***** Document excerpt *****
Every person whose name is entered
in the register of shareholders as holder
of shares shall be entitled to have relevant Share Certificates
issued or endorsed in his favour.
ii. Every shareholder
shall be entitled to have Share Certificates free
of charge.
iii. The company
may at the request of the shareholder, subdivide the Share Certificates
in which case the company shall be entitled
to charge fee for each new certificate issued.
iv. a. Where
a certificate is issued in place of one lost or renewed, it should
state on the face of it that the certificate is being issued in
place of the Share Certificate lost or surrendered and the
number of the original Share Certificate
shall be indicated on the new certificate.
b. The company
may charge a fee for each new Share Certificate issued in replacement
of the original Share Certificate.
V. All Share Certificate
shall be issued under the seal of the company and be authenticated
by person(s) so authorised by the Board.
Nominee
3. For each
share only one nominee shall be
nominated by the shareholder which shall be
recorded on the Share Certificate and in the Register of Shareholders.
Transfer
of Shares
4. i. The transferor
shall be deemed to be the holder of
shares transferred till the name of the transferee is entered in the
register of shareholders.
ii. The Board
may decline to register a transfer of shares in favour of a
person where the Board is of the opinion that
it would be detrimental to the interest of the company.
*****
Short task 1: Summarize the excerpt on share certificates and transfers in two sentences.
***** Extracted entries *****
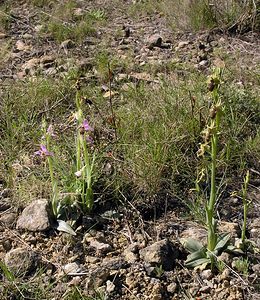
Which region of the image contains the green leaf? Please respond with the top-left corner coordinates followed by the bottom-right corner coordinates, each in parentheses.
top-left (185, 247), bottom-right (210, 268)
top-left (85, 188), bottom-right (94, 210)
top-left (185, 248), bottom-right (210, 268)
top-left (0, 261), bottom-right (15, 282)
top-left (183, 238), bottom-right (203, 253)
top-left (57, 220), bottom-right (76, 235)
top-left (226, 245), bottom-right (244, 254)
top-left (214, 233), bottom-right (230, 255)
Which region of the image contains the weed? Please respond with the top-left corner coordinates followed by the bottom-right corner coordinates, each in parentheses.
top-left (234, 258), bottom-right (249, 275)
top-left (0, 3), bottom-right (12, 31)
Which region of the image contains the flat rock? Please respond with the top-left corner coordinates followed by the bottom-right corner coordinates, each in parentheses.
top-left (89, 240), bottom-right (112, 254)
top-left (147, 34), bottom-right (162, 49)
top-left (16, 199), bottom-right (52, 231)
top-left (139, 240), bottom-right (178, 270)
top-left (4, 248), bottom-right (40, 276)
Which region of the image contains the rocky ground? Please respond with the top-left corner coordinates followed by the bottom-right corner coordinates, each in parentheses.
top-left (0, 1), bottom-right (260, 300)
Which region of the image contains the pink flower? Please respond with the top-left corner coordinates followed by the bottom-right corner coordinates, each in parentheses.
top-left (34, 145), bottom-right (54, 157)
top-left (47, 125), bottom-right (57, 137)
top-left (82, 119), bottom-right (94, 131)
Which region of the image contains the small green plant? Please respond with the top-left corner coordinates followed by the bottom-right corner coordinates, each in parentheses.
top-left (75, 79), bottom-right (95, 212)
top-left (184, 68), bottom-right (229, 268)
top-left (154, 265), bottom-right (164, 278)
top-left (241, 171), bottom-right (251, 245)
top-left (35, 83), bottom-right (95, 234)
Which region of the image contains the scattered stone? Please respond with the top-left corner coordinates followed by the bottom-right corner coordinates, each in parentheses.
top-left (85, 266), bottom-right (110, 292)
top-left (63, 262), bottom-right (81, 275)
top-left (4, 248), bottom-right (40, 276)
top-left (147, 34), bottom-right (162, 50)
top-left (140, 240), bottom-right (178, 270)
top-left (180, 224), bottom-right (207, 245)
top-left (175, 41), bottom-right (190, 50)
top-left (0, 32), bottom-right (7, 40)
top-left (21, 58), bottom-right (40, 75)
top-left (123, 243), bottom-right (138, 264)
top-left (16, 199), bottom-right (52, 231)
top-left (218, 221), bottom-right (239, 238)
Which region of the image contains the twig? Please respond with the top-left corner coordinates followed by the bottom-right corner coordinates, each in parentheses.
*****
Short task 2: Pick out every line in the entries that contains the string "green". Case counts.

Response 1: Every shareholder is entitled to Share Certificates free of charge, though the company may charge a fee for subdivided or replacement certificates. All certificates must be issued under the company seal, each share may have only one recorded nominee, the transferor remains the holder until the transferee's name is entered in the register, and the Board may decline a transfer it considers detrimental to the company's interest.

Response 2:
Which region of the image contains the green leaf? Please respond with the top-left corner coordinates followed by the bottom-right corner coordinates, each in parentheses.
Which region of the image contains the small green plant? Please respond with the top-left corner coordinates followed by the bottom-right corner coordinates, each in parentheses.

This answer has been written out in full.